Our students do all sorts of wonderful things during their time in the UK, and we love seeing their photos, hearing about their adventures and watching them flourish in their studies. But what happens next? What impact did study abroad have on our students’ lives once they returned home? We spoke to some of our past students to find out.
Students study abroad for all sorts of reasons. Almost always there is a desire to travel to a new country and explore new cultures, or see some of their “bucket list” attractions. Some students choose destinations where they have family or ancestry. For others, the main draw is the opportunity to work at a relevant internship - those looking to work in areas such as finance or marketing, for example, are often drawn to London. For still more students, the diversity is a major attraction, and this is especially the case with a big city like London. The students we spoke to reflected this.

Stated problem 1.
Rewrite the paragraph of the study abroad text that begins "Students study abroad for all sorts of reasons" as a short bulleted list that keeps its main facts.

Recorded data.

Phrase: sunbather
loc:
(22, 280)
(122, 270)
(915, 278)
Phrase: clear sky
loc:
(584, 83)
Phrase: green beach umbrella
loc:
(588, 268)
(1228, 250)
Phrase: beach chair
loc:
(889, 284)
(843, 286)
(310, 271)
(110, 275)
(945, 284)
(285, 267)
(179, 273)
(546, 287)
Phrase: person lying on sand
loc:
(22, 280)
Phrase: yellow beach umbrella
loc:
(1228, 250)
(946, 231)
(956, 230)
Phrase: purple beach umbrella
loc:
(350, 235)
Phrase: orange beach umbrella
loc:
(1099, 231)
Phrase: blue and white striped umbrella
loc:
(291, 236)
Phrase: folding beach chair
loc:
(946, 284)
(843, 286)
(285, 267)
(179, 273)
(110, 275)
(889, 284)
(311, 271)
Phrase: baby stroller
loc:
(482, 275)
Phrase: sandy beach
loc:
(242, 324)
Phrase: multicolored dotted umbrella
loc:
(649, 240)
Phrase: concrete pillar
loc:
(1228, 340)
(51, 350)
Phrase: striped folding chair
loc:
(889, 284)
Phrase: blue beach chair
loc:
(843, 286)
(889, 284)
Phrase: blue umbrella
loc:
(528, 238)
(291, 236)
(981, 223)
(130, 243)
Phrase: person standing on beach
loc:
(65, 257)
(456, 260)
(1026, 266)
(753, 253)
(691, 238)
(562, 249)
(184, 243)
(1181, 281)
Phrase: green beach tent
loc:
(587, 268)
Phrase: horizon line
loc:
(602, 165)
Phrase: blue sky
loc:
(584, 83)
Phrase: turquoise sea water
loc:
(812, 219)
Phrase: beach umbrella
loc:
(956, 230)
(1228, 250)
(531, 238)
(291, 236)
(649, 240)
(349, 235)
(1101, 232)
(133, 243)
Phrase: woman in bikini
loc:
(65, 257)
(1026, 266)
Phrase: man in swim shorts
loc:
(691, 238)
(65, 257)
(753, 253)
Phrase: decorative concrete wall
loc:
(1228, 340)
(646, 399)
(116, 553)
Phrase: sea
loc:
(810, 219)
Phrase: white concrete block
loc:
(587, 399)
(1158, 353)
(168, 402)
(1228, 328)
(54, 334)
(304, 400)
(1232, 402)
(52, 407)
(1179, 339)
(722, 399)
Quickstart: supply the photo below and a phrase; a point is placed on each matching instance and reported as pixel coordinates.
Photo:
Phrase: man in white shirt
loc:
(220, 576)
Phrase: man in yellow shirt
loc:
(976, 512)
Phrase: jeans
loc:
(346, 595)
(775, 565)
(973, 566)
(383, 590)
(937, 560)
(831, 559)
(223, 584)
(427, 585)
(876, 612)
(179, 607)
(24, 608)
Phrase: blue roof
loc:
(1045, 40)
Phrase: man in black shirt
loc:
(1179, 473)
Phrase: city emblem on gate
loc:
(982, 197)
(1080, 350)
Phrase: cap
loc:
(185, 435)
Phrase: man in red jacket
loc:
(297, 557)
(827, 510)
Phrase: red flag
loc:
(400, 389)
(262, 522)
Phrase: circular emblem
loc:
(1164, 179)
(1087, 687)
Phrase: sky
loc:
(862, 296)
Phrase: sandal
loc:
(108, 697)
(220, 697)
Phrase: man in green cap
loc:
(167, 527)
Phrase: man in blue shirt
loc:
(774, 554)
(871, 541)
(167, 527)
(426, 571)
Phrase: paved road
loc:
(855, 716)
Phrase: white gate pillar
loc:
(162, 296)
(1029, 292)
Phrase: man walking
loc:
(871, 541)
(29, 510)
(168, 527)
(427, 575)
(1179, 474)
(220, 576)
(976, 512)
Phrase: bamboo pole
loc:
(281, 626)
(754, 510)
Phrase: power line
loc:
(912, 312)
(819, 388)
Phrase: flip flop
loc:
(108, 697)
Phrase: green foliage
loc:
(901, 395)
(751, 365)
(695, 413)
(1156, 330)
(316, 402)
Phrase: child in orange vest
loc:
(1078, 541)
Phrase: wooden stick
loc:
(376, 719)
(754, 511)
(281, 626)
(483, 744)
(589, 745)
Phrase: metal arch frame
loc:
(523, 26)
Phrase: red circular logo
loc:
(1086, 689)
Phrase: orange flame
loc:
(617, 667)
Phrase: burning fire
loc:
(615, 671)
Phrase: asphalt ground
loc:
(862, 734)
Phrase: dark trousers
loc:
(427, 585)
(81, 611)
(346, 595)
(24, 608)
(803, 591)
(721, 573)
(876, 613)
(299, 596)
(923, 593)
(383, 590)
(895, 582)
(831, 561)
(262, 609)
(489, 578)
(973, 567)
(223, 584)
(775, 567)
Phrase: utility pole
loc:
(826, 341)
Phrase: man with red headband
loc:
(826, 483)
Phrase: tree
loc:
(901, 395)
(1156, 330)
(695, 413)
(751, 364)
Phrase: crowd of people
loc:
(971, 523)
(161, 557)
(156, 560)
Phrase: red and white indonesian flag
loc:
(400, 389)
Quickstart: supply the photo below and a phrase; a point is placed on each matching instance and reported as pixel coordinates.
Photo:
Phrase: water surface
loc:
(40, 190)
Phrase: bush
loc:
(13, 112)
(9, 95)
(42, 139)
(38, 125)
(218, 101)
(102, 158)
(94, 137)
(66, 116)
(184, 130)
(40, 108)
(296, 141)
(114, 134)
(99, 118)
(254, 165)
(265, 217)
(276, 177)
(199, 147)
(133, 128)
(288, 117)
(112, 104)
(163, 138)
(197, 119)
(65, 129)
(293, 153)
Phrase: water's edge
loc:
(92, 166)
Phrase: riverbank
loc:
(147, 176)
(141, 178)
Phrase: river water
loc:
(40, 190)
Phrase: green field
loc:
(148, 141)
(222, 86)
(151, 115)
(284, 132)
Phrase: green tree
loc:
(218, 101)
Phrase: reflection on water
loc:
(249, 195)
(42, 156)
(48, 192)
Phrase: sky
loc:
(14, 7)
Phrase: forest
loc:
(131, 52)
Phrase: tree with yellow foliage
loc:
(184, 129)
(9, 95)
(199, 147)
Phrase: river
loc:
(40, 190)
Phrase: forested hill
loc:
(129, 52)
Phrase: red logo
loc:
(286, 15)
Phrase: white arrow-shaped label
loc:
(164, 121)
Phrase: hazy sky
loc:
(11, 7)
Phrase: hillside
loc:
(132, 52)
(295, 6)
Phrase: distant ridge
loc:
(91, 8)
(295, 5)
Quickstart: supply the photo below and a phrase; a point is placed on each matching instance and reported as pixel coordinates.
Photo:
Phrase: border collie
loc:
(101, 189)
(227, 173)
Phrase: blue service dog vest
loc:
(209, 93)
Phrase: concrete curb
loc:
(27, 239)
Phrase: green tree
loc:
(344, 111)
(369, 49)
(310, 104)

Stated problem 2.
Copy the entries from the line with "Phrase: white arrow-shaped label" up to and including the last line of the entries.

Correct response 1.
Reasons students study abroad:
- Traveling to a new country, exploring new cultures, or seeing "bucket list" attractions (almost always a factor)
- Having family or ancestry in the destination
- Working at a relevant internship, such as in finance or marketing, which often draws students to London
- Diversity, especially in a big city like London

The students interviewed reflected these reasons.

Correct response 2.
Phrase: white arrow-shaped label
loc:
(164, 121)
Phrase: hazy sky
loc:
(11, 7)
Phrase: hillside
loc:
(132, 52)
(295, 6)
Phrase: distant ridge
loc:
(91, 8)
(295, 5)
Quickstart: supply the photo below and a phrase; a point is placed on each matching instance and reported as pixel coordinates.
Photo:
Phrase: border collie
loc:
(101, 189)
(227, 173)
Phrase: blue service dog vest
loc:
(209, 93)
Phrase: concrete curb
loc:
(27, 239)
Phrase: green tree
loc:
(344, 111)
(369, 49)
(310, 104)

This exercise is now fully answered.